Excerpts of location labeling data
#####

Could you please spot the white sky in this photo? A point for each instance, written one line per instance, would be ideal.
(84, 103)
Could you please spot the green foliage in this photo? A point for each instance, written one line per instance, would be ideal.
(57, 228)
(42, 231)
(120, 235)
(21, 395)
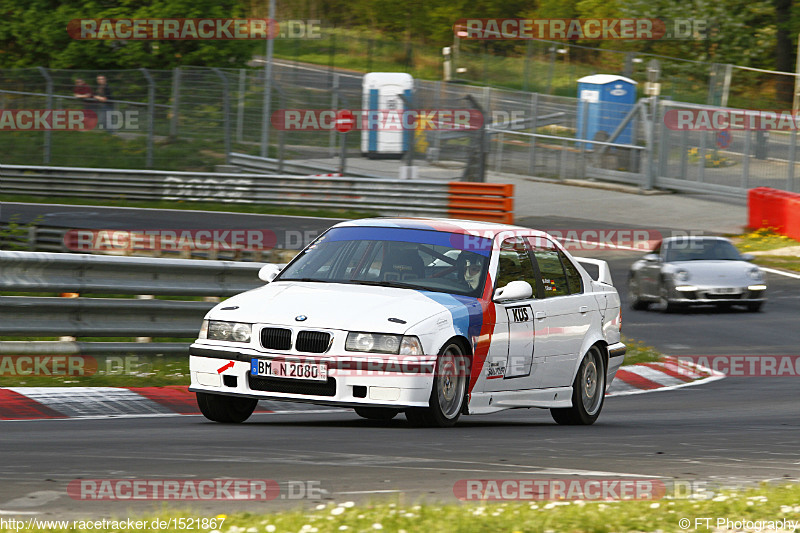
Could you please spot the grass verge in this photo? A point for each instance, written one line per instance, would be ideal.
(753, 508)
(639, 352)
(764, 240)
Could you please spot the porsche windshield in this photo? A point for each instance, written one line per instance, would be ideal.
(395, 257)
(701, 249)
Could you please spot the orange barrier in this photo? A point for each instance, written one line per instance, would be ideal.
(775, 209)
(793, 218)
(493, 202)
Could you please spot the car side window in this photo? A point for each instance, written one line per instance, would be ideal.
(554, 279)
(574, 280)
(515, 264)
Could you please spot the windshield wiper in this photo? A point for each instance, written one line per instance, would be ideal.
(314, 280)
(395, 284)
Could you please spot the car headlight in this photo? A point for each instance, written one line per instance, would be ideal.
(681, 275)
(754, 273)
(382, 343)
(219, 330)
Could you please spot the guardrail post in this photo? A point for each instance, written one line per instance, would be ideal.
(535, 114)
(335, 107)
(240, 108)
(176, 98)
(151, 118)
(582, 136)
(226, 114)
(792, 154)
(746, 161)
(49, 105)
(651, 144)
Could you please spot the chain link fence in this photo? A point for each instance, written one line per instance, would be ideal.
(192, 118)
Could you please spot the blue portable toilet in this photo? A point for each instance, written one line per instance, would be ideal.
(381, 93)
(605, 100)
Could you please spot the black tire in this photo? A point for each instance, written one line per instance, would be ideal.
(448, 393)
(588, 392)
(225, 409)
(376, 413)
(637, 304)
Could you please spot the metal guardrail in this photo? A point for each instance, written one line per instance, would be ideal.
(36, 272)
(384, 196)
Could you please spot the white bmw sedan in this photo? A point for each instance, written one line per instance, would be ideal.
(434, 318)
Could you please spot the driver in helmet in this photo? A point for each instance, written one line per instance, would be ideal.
(472, 271)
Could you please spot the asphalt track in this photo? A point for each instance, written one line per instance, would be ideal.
(729, 432)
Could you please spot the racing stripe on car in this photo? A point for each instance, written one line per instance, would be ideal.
(473, 317)
(16, 406)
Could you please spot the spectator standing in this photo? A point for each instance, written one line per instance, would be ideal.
(103, 97)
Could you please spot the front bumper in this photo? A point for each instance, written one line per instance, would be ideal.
(375, 380)
(704, 294)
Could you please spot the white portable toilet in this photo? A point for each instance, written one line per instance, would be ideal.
(381, 93)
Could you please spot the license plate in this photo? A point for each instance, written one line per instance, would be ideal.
(279, 368)
(724, 290)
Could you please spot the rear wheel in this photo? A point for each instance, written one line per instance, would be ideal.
(588, 392)
(225, 409)
(448, 392)
(376, 413)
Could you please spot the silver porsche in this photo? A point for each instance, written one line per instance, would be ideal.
(693, 270)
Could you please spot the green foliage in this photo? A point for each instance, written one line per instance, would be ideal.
(34, 33)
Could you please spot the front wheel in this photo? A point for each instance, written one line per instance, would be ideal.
(448, 392)
(225, 409)
(588, 392)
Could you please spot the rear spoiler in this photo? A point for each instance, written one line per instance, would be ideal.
(603, 272)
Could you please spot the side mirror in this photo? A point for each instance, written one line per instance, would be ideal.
(268, 272)
(516, 290)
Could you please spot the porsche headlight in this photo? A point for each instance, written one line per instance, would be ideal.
(219, 330)
(381, 343)
(754, 273)
(681, 275)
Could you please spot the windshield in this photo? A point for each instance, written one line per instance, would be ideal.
(701, 249)
(394, 257)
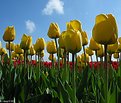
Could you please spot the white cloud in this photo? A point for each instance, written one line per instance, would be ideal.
(54, 5)
(30, 26)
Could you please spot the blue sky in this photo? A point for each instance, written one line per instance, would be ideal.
(33, 17)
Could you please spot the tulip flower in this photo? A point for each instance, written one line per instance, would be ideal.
(18, 50)
(12, 46)
(83, 58)
(94, 45)
(74, 25)
(51, 47)
(105, 32)
(9, 34)
(100, 52)
(14, 55)
(112, 48)
(54, 31)
(26, 42)
(116, 55)
(89, 52)
(109, 33)
(84, 42)
(84, 38)
(119, 40)
(39, 45)
(32, 51)
(61, 40)
(73, 44)
(73, 41)
(3, 51)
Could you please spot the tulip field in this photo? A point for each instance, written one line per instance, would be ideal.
(91, 75)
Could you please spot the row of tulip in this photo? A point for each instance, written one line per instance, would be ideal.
(104, 42)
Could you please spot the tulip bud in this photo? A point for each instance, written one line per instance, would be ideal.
(94, 45)
(51, 47)
(100, 52)
(116, 55)
(32, 51)
(42, 54)
(73, 41)
(84, 38)
(39, 45)
(14, 55)
(83, 57)
(26, 42)
(3, 51)
(75, 25)
(119, 48)
(9, 34)
(119, 40)
(11, 46)
(18, 50)
(89, 51)
(112, 48)
(61, 40)
(50, 57)
(105, 29)
(54, 31)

#####

What is asked:
With the pictures omitted, reproduce the records in full and exactly.

Exercise response:
Could you please spot the white sky in this photo? A point for each instance, written one line per instance, would be ideal.
(84, 103)
Could you please spot the green foliage in this photo? A point for each instance, written one line per instance, would be ideal.
(57, 228)
(42, 231)
(120, 235)
(21, 395)
Could you please spot the grass verge in this photo? A point for each instance, written one line per instance, would be ideal.
(753, 508)
(639, 352)
(764, 240)
Could you please spot the porsche windshield in this photo? A point for each instance, written one line per instance, would be ideal.
(395, 257)
(701, 249)
Could you please spot the orange barrier in this photo? A point for each instance, written one line per instance, would be ideal.
(775, 209)
(793, 218)
(493, 202)
Could you please spot the car side window in this photo? A point for each instance, written one line per instance, would be ideal.
(554, 279)
(574, 280)
(515, 264)
Could you please spot the windshield wiper in this photo? A point for each instance, written one line per instance, would be ideal.
(314, 280)
(395, 284)
Could you please spot the car headlight in this photo? A point for each instance, written one line per instance, would be ideal.
(681, 275)
(754, 273)
(382, 343)
(219, 330)
Could you please spot the guardrail post in this photo? A point for each instance, written one line per instance, would be ideal.
(535, 114)
(335, 107)
(240, 108)
(176, 98)
(151, 118)
(582, 136)
(226, 114)
(792, 154)
(746, 161)
(49, 105)
(651, 144)
Could you please spot the chain link fence in this photo? A point for each instance, written one line per instance, would be ideal.
(192, 118)
Could you please spot the blue portable toilet in this photo? A point for each instance, written one line per instance, would be ideal.
(381, 93)
(605, 100)
Could you please spot the black tire in this photo? A point for each instance, written one line per instance, would be ideal.
(448, 393)
(588, 392)
(225, 409)
(376, 413)
(637, 304)
Could you please spot the metal guardrail in this photo? A point for each instance, written one line per instance, would be ideal.
(36, 272)
(384, 196)
Could you please spot the white bmw sedan in this photo? A point for each instance, written one line per instance, would be ideal.
(434, 318)
Could you please spot the driver in helmet in this photo? A point for each instance, written one line per instance, would be ideal.
(472, 271)
Could you please spot the asphalt track in this photo? A point for each instance, written one line per instance, would be ideal.
(729, 432)
Could you please spot the racing stripe on car in this photo? A point for each instance, written one line per instance, would be ideal.
(473, 317)
(16, 406)
Could you please spot the spectator standing in this photo? A point for each instance, written one line per instance, would be ideal.
(103, 97)
Could you please spot the front bumper in this photo? A point for each instance, written one line per instance, would be ideal.
(375, 380)
(704, 294)
Could you please spot the white portable toilet in this photo? A point for each instance, written one line per instance, would be ideal.
(381, 93)
Could you please spot the license plate in this photo? A point for each instance, written one line per instance, would be ideal.
(279, 368)
(724, 290)
Could you please spot the rear wheel in this photo? A point for each instance, written one line per instance, would be ideal.
(588, 392)
(225, 409)
(448, 392)
(376, 413)
Could you please spot the silver porsche in this photo? A point for each instance, written one line per instance, would be ideal.
(693, 270)
Could you please spot the green foliage in this photo? A point for each instance, written one line per instance, would be ideal.
(34, 33)
Could you please spot the front wheel in this photo? A point for each instance, written one line per instance, would be ideal.
(448, 392)
(225, 409)
(588, 392)
Could you please spot the rear spoiler in this photo? A point for each instance, written one line per instance, would be ideal.
(603, 272)
Could you please spot the side mirror in this photo? A point for each instance, written one line per instance, would be ideal.
(268, 272)
(516, 290)
Could you please spot the porsche headlight in this photo? A point for each instance, written one line per instance, would be ideal.
(219, 330)
(381, 343)
(754, 273)
(681, 275)
Could you please spot the windshield in this photo? A point for each instance, written one line per instance, would be ideal.
(701, 249)
(394, 257)
Could you please spot the white cloud in this photo? A point for each instance, written one line per instance, would be ideal.
(54, 5)
(30, 26)
Could you please spot the blue sky in this photo? A point for each instance, written one line per instance, would be ideal.
(33, 17)
Could you please spot the tulip flower in this photo? A point for each instance, written one line per instance, would be ideal.
(18, 50)
(12, 46)
(83, 58)
(94, 45)
(74, 25)
(51, 47)
(105, 32)
(9, 34)
(100, 52)
(14, 55)
(112, 48)
(54, 31)
(26, 42)
(116, 55)
(89, 52)
(109, 33)
(84, 42)
(84, 38)
(119, 40)
(39, 45)
(32, 51)
(61, 40)
(73, 44)
(73, 41)
(3, 51)
Could you please spot the tulip field in this photo? A point for each instance, written one line per instance, would be ideal.
(91, 75)
Could you please spot the row of tulip in this photo? A point for each instance, written one line per instance, would be ideal.
(104, 42)
Could you please spot the tulip bud in this photo? A point for each instance, written one line per instance, would be ideal.
(94, 45)
(51, 47)
(100, 52)
(116, 55)
(32, 51)
(42, 54)
(73, 41)
(84, 38)
(39, 45)
(14, 55)
(83, 57)
(26, 42)
(3, 51)
(75, 25)
(119, 48)
(9, 34)
(119, 40)
(11, 46)
(18, 50)
(89, 51)
(112, 48)
(61, 40)
(50, 57)
(105, 29)
(54, 31)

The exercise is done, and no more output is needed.